[Point localization data]
______________________________
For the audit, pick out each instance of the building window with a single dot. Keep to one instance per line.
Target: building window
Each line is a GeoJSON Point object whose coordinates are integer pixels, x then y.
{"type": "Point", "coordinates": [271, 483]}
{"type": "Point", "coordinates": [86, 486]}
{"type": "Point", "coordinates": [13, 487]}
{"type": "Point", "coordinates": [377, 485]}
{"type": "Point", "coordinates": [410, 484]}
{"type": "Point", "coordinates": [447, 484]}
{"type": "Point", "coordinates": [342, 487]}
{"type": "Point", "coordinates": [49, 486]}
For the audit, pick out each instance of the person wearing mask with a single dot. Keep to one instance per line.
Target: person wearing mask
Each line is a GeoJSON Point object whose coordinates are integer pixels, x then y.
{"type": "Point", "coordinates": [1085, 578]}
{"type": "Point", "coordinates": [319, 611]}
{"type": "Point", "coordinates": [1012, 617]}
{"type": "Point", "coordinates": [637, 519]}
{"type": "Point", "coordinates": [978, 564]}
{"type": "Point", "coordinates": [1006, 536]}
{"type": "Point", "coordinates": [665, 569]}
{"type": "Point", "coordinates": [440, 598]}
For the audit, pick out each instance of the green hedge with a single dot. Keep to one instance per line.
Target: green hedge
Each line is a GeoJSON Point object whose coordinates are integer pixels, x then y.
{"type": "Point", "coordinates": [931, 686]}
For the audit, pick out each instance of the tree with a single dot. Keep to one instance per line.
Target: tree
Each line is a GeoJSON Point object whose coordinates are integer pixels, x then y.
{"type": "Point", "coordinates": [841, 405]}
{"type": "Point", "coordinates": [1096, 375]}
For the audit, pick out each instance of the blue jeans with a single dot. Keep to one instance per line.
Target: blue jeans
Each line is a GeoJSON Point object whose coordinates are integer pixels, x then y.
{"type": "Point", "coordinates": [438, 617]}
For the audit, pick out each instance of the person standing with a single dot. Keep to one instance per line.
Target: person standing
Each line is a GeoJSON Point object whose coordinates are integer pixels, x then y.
______________________________
WHAT TO DO: Which of the lines above hold the string "green"? Pick each of them out.

TASK SOLUTION:
For the audit, pick out each instance of the green hedge with a single dot. Keep to one instance per line.
Target: green hedge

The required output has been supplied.